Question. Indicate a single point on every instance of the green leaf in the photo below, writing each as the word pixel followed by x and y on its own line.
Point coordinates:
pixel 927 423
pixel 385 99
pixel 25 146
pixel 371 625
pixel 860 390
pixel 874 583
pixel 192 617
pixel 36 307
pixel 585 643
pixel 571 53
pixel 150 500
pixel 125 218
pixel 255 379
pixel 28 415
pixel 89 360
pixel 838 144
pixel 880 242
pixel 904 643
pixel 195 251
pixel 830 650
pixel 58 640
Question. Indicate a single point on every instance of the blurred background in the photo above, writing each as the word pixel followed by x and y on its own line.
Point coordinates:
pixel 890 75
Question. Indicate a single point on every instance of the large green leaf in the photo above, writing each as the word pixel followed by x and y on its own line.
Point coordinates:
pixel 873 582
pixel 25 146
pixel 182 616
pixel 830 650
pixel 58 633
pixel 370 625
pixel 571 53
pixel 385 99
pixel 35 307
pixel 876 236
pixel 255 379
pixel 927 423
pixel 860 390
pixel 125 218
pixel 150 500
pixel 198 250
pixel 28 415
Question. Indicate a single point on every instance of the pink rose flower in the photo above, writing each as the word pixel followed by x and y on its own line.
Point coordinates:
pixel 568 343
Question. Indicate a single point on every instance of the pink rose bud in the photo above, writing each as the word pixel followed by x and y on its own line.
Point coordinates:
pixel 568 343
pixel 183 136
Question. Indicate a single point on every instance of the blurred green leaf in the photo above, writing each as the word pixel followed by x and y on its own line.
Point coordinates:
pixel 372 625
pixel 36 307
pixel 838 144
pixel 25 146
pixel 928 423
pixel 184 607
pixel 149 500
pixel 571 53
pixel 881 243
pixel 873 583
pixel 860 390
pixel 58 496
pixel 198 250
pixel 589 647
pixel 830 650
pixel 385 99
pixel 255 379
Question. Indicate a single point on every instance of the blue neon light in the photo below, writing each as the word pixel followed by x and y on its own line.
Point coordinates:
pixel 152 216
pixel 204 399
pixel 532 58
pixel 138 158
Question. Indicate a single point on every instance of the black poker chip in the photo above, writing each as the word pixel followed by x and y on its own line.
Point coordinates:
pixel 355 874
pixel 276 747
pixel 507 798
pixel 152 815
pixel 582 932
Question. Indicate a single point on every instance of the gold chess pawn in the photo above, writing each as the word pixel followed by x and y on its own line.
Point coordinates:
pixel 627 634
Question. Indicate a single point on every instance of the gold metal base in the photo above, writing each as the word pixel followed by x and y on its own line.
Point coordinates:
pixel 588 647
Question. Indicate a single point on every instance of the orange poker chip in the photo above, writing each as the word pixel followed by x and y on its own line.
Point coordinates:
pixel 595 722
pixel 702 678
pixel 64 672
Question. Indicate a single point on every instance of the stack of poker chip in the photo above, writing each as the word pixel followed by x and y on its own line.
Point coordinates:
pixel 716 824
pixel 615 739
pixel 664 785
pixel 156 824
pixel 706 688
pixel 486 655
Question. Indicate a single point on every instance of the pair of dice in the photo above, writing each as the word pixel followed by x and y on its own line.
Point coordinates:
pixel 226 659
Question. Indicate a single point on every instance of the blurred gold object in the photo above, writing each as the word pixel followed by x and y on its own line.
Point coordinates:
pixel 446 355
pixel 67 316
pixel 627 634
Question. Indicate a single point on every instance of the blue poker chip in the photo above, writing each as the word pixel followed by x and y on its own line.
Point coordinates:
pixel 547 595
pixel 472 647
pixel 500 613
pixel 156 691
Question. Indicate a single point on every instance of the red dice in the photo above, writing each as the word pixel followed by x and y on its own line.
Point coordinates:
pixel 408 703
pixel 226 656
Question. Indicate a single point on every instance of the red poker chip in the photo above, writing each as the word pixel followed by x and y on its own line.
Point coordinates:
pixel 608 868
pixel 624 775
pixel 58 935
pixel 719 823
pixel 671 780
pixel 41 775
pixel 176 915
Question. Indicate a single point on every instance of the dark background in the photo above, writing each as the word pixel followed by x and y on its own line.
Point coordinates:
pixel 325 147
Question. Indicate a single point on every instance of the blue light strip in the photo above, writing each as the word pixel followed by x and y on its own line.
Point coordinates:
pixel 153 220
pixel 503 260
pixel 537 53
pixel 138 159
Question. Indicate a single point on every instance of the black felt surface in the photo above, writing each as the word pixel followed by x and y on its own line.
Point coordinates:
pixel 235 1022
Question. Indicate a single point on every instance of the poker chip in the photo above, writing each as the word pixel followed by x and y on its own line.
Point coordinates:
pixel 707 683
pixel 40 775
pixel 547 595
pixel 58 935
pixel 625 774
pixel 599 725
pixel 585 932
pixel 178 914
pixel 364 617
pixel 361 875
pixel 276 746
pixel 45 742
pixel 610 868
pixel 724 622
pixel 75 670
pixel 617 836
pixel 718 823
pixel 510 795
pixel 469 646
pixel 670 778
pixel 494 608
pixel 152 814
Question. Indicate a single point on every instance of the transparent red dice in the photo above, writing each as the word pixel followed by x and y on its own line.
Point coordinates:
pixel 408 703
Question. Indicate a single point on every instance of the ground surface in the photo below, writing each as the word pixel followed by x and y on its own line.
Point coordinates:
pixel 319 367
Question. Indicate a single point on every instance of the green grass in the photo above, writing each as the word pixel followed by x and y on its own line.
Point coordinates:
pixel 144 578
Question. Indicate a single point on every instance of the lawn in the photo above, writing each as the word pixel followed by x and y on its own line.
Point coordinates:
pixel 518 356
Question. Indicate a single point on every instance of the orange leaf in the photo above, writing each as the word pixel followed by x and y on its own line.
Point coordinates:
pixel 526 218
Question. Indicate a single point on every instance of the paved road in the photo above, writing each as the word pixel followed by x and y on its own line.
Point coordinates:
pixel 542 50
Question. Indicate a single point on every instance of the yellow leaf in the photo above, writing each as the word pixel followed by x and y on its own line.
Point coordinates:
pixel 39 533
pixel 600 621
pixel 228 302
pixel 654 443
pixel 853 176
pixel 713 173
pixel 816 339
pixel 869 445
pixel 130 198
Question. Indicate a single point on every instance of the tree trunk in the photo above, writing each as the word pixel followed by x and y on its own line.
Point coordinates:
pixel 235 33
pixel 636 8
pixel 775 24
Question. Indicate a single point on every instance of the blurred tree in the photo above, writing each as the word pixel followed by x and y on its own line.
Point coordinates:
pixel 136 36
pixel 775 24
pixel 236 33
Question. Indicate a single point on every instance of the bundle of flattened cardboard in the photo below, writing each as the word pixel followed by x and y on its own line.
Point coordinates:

__________________________________________________

Please change "black felt surface" to "green felt surface" in the part of the records above that opens with the line containing "the black felt" and closes with the line containing "pixel 235 1022". Give back only those lines, with everything else unchanged.

• **Written response**:
Question. Indicate a single point on every instance of the green felt surface in the photo above, writing each as the word pixel followed by x and y on its own line.
Point coordinates:
pixel 235 1022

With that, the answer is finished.